:: TASK INPUTS ::

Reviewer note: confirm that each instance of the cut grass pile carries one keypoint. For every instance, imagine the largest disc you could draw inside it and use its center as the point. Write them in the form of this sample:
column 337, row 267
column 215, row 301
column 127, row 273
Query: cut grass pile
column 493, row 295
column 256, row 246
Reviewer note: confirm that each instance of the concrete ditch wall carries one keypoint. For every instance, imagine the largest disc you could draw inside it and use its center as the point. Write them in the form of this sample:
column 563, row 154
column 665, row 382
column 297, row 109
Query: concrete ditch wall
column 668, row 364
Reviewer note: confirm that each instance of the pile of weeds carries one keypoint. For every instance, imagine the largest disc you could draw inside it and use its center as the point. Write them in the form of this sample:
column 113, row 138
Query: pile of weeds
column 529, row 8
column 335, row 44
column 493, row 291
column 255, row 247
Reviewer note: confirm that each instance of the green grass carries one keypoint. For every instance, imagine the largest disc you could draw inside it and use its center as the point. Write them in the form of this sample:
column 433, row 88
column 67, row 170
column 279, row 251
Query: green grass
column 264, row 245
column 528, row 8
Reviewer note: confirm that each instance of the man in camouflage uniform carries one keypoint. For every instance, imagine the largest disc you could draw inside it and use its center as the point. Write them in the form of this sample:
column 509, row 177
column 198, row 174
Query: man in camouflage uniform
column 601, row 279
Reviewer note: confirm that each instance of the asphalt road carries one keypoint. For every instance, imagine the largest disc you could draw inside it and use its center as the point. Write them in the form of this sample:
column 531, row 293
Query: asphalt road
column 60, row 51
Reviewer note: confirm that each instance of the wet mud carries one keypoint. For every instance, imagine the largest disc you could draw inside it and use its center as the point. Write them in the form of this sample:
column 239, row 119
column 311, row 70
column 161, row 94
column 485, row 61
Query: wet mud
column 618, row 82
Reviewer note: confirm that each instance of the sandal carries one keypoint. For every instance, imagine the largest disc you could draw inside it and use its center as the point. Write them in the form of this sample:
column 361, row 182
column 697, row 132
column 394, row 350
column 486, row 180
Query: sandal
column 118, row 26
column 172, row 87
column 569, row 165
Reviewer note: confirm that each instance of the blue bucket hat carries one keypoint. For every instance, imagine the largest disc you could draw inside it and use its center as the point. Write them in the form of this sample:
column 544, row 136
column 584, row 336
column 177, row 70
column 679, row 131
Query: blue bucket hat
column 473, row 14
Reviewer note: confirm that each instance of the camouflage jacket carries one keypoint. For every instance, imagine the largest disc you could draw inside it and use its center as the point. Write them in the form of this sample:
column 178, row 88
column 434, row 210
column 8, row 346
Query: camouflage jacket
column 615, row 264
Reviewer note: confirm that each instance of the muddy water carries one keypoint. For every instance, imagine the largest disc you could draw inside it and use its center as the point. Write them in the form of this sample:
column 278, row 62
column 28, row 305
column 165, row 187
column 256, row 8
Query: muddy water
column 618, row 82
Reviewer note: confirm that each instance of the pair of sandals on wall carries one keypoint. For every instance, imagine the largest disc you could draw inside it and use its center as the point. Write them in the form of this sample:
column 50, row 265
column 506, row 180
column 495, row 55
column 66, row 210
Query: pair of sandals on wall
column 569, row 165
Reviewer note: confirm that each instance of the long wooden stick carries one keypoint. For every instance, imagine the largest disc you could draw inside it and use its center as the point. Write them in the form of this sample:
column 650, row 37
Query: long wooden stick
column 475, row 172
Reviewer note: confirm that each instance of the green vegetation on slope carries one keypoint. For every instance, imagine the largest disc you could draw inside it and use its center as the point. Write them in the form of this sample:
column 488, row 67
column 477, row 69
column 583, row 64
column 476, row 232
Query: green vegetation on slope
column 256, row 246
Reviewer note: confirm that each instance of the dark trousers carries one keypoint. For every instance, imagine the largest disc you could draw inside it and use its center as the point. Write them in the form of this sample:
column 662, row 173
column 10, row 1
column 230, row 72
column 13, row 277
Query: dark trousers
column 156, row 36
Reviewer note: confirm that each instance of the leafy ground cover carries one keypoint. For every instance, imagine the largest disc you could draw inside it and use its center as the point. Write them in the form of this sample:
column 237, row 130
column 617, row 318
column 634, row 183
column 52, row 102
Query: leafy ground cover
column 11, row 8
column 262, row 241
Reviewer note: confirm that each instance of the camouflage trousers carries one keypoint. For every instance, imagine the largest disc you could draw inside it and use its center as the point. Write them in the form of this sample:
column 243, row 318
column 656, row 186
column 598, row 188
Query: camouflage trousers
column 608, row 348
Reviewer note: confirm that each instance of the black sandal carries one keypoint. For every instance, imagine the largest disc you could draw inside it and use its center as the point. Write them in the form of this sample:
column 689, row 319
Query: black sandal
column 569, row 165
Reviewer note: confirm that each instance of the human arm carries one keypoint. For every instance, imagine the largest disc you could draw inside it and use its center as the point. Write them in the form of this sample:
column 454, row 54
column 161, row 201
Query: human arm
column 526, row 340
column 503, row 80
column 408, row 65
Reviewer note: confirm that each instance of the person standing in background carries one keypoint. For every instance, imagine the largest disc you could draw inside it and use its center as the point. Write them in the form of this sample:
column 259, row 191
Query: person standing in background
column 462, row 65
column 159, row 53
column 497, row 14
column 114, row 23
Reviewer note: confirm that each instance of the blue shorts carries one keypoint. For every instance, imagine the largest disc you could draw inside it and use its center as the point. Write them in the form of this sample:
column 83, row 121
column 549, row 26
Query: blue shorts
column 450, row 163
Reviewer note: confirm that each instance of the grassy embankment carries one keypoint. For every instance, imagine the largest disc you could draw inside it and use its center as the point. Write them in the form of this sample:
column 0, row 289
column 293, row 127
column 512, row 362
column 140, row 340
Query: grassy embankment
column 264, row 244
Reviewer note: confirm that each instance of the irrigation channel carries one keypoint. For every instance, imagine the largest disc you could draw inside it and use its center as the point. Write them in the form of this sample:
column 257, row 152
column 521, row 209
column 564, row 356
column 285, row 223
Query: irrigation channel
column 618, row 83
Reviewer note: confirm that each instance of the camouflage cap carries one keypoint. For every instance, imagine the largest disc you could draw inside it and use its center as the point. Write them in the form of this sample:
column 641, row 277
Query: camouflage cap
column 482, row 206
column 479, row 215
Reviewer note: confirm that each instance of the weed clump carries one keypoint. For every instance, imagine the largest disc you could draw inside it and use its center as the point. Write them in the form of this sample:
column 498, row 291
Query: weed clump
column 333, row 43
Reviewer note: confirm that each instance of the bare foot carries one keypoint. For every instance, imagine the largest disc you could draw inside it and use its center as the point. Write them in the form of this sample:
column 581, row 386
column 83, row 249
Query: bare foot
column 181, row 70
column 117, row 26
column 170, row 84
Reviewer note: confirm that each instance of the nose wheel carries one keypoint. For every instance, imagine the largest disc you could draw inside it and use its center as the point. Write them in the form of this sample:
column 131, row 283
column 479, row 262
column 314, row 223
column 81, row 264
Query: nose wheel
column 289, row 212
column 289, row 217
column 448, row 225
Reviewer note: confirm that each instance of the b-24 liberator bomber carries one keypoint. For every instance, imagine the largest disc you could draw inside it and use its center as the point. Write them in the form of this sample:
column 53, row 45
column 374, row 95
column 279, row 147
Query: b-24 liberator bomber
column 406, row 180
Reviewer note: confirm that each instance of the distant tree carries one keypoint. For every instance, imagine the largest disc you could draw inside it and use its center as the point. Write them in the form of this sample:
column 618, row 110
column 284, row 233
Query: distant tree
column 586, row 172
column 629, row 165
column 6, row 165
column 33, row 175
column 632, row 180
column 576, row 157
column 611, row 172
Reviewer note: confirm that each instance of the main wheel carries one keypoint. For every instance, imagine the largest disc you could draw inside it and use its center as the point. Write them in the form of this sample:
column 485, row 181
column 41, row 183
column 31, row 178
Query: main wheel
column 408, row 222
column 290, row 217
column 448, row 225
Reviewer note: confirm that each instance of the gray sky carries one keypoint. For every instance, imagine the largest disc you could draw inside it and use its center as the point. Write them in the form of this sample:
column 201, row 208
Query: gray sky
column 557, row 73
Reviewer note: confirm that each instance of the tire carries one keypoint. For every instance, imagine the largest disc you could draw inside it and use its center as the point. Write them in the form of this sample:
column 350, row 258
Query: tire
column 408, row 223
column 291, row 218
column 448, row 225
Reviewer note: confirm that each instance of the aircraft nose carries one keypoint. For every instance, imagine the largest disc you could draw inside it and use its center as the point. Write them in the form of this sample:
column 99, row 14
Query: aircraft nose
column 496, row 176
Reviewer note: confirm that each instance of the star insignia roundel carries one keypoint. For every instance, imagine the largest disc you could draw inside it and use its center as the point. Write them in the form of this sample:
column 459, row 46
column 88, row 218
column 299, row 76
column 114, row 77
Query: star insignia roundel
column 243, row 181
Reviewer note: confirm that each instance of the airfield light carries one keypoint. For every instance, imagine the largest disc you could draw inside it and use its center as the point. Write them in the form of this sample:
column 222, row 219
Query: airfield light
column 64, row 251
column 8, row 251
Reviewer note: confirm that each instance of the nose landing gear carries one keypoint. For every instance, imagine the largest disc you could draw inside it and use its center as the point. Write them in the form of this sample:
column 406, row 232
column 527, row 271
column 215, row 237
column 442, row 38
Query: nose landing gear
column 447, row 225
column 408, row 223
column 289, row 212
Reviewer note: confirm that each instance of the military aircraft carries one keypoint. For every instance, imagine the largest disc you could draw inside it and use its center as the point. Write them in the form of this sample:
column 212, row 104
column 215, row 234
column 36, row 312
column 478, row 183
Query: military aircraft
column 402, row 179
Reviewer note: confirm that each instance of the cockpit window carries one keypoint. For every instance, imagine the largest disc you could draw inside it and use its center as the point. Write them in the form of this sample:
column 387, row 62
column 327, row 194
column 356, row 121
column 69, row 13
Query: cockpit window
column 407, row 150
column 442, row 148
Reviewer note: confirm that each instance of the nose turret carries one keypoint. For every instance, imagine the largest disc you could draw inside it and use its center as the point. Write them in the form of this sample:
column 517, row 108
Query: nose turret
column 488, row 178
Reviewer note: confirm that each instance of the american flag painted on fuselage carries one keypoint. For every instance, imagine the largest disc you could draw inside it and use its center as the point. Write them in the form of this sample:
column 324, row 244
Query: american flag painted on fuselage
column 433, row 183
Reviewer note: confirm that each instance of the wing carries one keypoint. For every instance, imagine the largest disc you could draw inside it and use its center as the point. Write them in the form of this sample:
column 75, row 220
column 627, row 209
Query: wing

:: DIRECTIONS FOR THIS TASK ::
Transcribe each line of the data above, unaltered, from the one where "column 697, row 132" appears to the one where "column 256, row 8" appears, inclusive of both.

:: ANSWER SPACE ::
column 697, row 132
column 394, row 350
column 486, row 180
Query: sandal
column 118, row 26
column 172, row 87
column 569, row 165
Reviewer note: confirm that each instance of the blue bucket hat carries one keypoint. For every instance, imagine the largest disc you could draw inside it and use its center as the point. Write them in the form of this sample:
column 544, row 136
column 584, row 336
column 177, row 70
column 679, row 131
Query: blue bucket hat
column 473, row 14
Reviewer note: confirm that each instance of the camouflage jacket carries one keypoint. For every instance, imagine the largest disc you could draw inside it and use its center as the point. Write them in the form of this sample:
column 178, row 88
column 434, row 210
column 8, row 346
Query: camouflage jacket
column 615, row 264
Reviewer note: confirm that each instance of the muddy water carries one keypoint. For every instance, imagine the largest disc you could draw inside it and use its center as the point. Write them in the form of this sample:
column 278, row 62
column 28, row 305
column 165, row 187
column 256, row 8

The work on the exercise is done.